### Stated exercise
Omitting all pictures, copy word for word the lines from the line containing "Target: navy suit jacket" through the final line of the entries.

-- START Material shown --

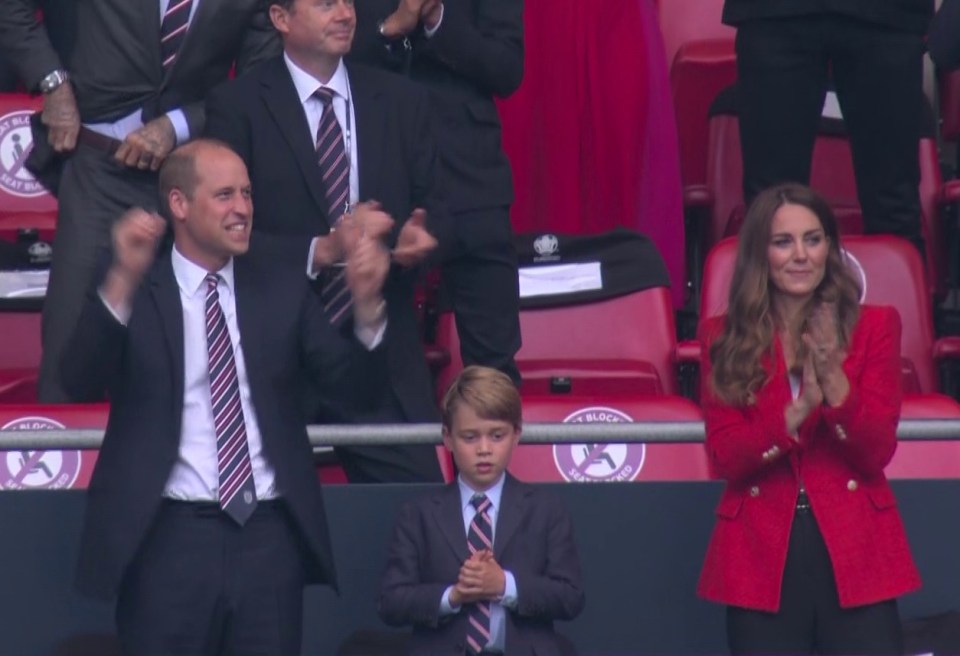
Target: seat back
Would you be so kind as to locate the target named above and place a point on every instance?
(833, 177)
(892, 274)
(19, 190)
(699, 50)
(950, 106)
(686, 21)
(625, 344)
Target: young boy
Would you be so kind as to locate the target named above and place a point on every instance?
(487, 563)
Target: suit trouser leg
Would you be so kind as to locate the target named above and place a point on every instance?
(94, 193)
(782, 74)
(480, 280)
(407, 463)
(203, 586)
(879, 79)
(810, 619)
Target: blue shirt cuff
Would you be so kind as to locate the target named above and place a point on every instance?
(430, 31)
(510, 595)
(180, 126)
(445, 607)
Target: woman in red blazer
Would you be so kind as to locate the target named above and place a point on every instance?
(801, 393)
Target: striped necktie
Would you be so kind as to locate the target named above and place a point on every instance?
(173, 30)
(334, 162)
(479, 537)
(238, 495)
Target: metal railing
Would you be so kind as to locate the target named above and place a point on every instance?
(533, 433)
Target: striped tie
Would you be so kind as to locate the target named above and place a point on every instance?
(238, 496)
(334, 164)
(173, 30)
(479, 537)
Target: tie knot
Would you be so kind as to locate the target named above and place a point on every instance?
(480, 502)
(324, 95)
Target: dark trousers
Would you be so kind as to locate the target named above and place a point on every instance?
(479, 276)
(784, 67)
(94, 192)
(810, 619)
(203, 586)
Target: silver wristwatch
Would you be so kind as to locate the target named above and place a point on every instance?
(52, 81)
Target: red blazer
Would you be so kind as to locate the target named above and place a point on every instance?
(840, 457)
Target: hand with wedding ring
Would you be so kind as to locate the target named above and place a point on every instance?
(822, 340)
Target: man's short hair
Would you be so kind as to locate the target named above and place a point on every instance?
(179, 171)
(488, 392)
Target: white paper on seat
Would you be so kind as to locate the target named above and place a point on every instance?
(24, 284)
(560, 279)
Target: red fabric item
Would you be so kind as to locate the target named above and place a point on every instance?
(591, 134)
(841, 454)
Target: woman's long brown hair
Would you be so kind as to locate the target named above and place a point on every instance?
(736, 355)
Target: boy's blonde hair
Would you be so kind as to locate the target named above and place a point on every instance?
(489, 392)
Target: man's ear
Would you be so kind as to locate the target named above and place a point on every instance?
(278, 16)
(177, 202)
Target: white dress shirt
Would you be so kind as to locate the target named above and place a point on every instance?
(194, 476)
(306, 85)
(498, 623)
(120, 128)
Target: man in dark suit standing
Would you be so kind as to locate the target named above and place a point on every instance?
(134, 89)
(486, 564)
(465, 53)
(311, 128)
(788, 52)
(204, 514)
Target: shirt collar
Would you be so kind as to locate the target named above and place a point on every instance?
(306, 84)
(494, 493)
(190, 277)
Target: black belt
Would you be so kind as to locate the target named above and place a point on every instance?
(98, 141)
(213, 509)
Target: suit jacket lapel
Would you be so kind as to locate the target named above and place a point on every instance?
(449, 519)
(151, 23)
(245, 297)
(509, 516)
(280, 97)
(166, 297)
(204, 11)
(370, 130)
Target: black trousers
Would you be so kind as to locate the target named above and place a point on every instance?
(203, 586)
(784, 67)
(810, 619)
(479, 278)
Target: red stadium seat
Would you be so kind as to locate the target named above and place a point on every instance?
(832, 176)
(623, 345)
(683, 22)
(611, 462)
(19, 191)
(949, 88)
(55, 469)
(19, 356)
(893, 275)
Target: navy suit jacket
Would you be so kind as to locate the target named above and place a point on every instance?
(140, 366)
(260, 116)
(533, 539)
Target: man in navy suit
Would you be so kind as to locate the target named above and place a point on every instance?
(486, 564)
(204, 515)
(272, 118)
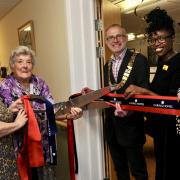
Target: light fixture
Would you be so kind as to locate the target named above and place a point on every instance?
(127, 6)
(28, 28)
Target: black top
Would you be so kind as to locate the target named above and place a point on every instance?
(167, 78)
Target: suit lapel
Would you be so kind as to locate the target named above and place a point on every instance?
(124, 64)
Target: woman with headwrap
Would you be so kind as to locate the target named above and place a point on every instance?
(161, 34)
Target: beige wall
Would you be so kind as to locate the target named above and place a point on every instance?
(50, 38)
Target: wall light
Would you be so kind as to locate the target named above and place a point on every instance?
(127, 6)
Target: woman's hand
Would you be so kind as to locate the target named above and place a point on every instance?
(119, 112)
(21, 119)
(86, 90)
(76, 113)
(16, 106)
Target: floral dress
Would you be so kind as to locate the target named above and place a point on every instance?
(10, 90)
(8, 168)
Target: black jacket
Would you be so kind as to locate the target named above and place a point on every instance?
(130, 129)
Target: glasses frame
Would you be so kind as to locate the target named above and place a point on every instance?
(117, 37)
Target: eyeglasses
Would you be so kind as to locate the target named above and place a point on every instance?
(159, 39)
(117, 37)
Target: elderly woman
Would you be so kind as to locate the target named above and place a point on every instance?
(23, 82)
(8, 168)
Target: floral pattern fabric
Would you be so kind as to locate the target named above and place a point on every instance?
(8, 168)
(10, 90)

-- END Material shown --

### Final answer
Target: navy suit jacket
Would you be so kind as to locate the target named above and place a point on every instance?
(140, 366)
(260, 116)
(533, 539)
Target: man in navy suit
Would you be so kind as to locate the target named above and place a point on every instance?
(486, 564)
(204, 515)
(272, 118)
Target: light fixture
Would you be so kind as to locate the target named above and place a point on every instance?
(127, 6)
(28, 28)
Target: black top
Would you be so kind as to locate the target named above and place a point on every instance?
(167, 78)
Target: suit lapel
Would you be so kind as to locate the target named above and place a point on every instance?
(124, 64)
Target: woman with headwrap
Would you be so kind as to locate the target named above and place a point on every instance?
(161, 34)
Target: beige wall
Would you be so kind as to locate the target named above and place a point on every instance?
(50, 38)
Target: wall light
Would you be so kind as to locate the target named above and place a point on every instance?
(127, 6)
Target: woman's hand
Would you be so kind as to locate the target named above and place a point on every instance?
(119, 112)
(21, 119)
(86, 90)
(76, 113)
(16, 106)
Target: floral dress
Would you be so kind as to locate the target named above and place a point on every instance?
(10, 90)
(8, 168)
Target: black jacket
Would you be so kind as to locate the target named above and place a point on every instance?
(130, 129)
Target: glasses frame
Would you be so kind as to locate the target named above and place a point on every instance?
(117, 37)
Target: eyeglasses
Would you be so kind as to locate the target named above and place a point on every instance?
(159, 39)
(117, 37)
Target: elderly woman
Would you be so kind as to locate the target named above and place a point on every instance?
(23, 82)
(8, 168)
Target: floral pattern fabric
Would you be so kind as to locate the target named above and place a point on every instance?
(8, 168)
(10, 90)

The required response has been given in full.